(WHAT YOU ARE ASKED TO DO): Pick out each line in the material below that contains the string "woman", and copy those lines.
··· PROVIDED DATA
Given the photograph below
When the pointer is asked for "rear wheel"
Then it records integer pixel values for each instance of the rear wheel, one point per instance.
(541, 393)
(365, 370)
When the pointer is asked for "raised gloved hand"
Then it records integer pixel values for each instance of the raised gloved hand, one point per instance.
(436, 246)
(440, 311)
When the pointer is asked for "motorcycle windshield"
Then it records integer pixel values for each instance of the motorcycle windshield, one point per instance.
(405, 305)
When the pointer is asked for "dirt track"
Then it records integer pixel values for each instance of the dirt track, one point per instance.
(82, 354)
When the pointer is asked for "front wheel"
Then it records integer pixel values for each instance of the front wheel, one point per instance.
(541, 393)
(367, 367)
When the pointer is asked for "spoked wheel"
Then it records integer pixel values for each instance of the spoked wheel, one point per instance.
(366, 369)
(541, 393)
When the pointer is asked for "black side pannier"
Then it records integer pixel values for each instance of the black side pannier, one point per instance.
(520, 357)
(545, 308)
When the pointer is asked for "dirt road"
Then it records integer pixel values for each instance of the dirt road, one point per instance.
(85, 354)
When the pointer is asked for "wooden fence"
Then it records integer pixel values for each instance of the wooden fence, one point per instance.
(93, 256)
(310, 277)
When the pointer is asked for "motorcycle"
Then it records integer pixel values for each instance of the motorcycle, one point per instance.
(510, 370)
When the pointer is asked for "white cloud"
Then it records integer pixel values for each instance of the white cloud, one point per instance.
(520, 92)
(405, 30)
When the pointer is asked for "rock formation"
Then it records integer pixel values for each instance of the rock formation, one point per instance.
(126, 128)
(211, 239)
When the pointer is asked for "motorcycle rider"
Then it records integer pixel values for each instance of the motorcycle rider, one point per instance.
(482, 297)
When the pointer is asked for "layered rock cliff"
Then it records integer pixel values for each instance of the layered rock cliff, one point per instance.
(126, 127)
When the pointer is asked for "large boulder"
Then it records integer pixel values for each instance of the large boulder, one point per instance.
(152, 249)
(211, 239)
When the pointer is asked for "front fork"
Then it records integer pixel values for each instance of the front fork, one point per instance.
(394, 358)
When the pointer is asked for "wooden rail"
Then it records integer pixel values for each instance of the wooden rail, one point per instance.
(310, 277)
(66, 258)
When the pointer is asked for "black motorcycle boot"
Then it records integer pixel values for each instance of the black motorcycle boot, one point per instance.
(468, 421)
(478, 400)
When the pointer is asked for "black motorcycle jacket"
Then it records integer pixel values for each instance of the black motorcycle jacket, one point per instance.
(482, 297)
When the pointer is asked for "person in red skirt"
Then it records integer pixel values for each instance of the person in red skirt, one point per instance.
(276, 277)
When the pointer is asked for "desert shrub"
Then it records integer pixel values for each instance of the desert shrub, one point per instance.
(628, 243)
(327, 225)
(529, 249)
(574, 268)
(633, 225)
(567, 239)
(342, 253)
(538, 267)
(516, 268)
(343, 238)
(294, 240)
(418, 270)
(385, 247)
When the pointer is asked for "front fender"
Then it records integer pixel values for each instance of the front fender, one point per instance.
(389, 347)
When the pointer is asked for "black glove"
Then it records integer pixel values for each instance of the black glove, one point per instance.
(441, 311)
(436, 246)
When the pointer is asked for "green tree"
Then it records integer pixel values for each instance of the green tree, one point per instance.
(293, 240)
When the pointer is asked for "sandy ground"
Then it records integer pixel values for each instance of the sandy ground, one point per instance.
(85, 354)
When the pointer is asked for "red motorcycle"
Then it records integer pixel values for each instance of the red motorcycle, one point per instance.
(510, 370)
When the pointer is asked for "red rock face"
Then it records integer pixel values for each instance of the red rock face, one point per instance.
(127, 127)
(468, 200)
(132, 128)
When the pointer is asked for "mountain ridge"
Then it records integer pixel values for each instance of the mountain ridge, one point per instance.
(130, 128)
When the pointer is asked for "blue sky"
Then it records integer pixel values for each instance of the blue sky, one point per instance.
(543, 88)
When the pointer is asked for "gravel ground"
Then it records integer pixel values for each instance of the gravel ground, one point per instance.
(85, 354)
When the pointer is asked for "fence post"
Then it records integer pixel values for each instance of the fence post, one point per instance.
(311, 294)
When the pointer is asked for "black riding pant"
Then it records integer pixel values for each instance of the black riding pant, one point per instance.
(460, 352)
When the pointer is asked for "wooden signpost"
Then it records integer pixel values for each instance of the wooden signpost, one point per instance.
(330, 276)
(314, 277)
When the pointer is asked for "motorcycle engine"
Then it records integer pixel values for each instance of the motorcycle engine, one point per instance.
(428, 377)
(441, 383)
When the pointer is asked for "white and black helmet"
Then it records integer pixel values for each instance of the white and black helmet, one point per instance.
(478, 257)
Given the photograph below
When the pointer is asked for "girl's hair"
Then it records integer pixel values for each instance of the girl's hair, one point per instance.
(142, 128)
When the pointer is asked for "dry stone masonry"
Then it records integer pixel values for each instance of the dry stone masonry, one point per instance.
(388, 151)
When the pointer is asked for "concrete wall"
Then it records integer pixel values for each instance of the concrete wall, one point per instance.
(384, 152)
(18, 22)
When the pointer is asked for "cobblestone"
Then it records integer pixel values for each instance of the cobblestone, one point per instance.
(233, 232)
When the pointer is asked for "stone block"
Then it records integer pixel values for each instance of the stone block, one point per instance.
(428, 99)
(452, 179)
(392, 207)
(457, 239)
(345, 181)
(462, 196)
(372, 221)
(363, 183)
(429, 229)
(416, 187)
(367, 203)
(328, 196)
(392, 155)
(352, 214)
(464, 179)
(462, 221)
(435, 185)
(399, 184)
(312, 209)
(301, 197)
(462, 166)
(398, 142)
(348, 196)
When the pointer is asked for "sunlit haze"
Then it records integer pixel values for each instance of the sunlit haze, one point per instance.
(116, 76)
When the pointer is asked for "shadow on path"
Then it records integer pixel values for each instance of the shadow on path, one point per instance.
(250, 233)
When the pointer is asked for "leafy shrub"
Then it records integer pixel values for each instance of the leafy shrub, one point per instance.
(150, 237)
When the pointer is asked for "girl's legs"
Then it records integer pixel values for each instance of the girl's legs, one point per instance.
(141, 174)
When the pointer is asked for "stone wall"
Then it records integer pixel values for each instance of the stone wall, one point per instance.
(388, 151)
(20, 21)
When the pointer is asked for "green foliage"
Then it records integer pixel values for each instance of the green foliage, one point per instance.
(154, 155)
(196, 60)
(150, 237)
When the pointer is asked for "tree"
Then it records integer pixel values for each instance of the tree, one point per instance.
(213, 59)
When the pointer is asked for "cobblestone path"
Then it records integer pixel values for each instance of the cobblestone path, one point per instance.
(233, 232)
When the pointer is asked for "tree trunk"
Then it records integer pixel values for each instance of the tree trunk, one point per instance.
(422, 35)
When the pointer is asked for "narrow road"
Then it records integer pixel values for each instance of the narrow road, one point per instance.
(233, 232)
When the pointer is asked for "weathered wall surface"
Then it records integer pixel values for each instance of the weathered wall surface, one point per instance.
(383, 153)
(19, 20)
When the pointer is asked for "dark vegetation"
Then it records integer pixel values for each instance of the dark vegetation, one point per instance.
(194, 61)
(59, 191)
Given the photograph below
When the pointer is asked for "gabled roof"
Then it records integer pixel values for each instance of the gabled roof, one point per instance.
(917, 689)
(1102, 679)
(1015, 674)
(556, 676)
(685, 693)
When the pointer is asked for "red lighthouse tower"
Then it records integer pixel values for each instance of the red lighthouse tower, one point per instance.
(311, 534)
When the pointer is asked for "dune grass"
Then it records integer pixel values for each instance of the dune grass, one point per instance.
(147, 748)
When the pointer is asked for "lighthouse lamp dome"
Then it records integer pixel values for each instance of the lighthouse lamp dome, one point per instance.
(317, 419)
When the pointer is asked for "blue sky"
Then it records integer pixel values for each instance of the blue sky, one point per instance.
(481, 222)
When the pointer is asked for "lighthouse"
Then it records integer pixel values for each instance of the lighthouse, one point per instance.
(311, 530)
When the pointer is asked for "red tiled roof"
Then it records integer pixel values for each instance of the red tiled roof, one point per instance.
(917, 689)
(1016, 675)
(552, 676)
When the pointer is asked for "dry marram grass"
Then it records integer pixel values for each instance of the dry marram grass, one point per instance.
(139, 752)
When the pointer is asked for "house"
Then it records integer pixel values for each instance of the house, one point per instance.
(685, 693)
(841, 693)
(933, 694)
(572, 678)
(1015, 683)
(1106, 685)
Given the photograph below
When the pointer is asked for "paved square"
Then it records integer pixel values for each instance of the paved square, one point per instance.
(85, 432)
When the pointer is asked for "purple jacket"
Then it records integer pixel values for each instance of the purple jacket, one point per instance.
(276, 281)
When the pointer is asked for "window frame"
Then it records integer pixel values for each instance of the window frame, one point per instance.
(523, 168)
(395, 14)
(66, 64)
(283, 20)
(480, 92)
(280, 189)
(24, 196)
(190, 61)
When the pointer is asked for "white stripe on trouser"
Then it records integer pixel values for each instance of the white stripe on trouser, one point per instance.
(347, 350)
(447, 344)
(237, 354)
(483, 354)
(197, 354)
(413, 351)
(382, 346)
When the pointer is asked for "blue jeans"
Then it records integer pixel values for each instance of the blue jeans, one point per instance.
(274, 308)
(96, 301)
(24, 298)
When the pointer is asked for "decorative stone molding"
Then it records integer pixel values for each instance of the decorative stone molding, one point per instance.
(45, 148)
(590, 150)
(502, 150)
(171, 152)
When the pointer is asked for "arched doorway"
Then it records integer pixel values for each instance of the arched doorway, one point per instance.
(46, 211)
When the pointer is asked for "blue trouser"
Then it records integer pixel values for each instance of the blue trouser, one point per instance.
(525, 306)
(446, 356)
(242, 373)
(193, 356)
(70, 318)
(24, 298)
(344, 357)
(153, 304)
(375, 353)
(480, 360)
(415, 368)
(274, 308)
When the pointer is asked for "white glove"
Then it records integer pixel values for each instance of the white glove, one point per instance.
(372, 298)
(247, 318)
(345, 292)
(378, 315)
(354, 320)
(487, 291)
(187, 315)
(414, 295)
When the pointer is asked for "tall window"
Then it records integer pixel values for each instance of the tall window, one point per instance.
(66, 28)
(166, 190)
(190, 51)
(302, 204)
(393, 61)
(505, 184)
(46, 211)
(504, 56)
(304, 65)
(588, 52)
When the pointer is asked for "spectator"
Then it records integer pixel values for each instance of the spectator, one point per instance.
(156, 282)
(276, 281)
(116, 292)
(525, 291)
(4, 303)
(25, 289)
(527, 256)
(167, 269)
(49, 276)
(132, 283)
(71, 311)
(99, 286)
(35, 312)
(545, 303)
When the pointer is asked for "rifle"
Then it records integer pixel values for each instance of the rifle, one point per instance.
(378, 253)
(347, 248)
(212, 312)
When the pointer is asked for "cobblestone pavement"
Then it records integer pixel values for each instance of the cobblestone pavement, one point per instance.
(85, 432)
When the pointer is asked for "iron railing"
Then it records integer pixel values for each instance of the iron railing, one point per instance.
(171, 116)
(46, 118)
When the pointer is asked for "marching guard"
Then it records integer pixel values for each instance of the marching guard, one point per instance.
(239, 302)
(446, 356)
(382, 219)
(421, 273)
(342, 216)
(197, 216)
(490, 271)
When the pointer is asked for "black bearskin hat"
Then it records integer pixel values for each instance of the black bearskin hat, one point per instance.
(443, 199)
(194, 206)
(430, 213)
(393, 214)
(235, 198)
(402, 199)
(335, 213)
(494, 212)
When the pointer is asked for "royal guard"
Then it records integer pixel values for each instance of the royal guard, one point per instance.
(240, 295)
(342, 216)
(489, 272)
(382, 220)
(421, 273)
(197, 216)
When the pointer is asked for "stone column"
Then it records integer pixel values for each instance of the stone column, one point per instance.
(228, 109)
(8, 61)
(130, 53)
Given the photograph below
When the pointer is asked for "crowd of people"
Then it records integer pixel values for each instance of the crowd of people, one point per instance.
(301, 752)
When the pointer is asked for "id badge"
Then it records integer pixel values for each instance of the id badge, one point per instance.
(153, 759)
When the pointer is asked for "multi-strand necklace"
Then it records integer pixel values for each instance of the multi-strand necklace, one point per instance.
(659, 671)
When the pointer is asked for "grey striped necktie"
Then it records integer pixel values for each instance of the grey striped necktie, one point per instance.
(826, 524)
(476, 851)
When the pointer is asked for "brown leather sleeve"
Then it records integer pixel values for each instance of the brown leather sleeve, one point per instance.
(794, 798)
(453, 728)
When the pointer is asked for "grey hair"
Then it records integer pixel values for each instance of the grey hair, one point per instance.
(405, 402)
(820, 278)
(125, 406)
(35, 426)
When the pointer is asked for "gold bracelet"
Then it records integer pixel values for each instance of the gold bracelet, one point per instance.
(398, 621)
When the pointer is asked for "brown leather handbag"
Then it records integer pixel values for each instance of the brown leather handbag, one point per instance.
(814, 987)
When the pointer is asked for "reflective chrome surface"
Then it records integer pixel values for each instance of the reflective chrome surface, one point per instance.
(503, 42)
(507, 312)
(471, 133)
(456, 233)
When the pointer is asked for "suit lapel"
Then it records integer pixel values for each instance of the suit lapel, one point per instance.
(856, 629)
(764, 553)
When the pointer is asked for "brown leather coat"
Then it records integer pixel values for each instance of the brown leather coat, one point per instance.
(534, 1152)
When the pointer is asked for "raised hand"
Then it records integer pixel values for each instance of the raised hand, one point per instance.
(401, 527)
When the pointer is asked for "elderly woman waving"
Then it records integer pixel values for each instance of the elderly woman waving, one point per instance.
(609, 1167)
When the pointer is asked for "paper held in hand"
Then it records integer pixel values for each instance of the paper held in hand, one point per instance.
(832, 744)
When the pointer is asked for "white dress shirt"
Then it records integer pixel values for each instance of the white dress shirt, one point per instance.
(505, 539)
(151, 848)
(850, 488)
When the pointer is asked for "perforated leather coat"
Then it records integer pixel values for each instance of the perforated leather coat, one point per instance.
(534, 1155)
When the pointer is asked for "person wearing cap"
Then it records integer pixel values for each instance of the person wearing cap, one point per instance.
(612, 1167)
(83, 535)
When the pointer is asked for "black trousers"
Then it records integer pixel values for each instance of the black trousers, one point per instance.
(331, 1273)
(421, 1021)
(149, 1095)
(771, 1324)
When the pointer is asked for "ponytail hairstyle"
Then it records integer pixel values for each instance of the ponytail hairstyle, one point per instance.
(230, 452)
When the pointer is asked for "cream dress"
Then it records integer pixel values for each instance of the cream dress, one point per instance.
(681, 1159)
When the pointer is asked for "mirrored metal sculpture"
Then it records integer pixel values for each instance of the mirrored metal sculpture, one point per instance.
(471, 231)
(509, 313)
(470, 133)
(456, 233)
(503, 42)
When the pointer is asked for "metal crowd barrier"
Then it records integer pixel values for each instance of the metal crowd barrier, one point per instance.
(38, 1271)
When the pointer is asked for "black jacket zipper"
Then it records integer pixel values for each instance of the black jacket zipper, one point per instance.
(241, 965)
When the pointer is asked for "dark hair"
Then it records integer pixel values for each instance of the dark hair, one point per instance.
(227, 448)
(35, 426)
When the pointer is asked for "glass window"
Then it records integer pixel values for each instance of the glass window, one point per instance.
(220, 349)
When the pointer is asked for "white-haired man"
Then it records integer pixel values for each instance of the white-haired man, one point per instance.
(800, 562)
······
(WRITTEN ANSWER):
When the pointer is asked for "elderly woman waving"
Then it records integer pixel values for each instance of the elderly woman waving, one point per instance.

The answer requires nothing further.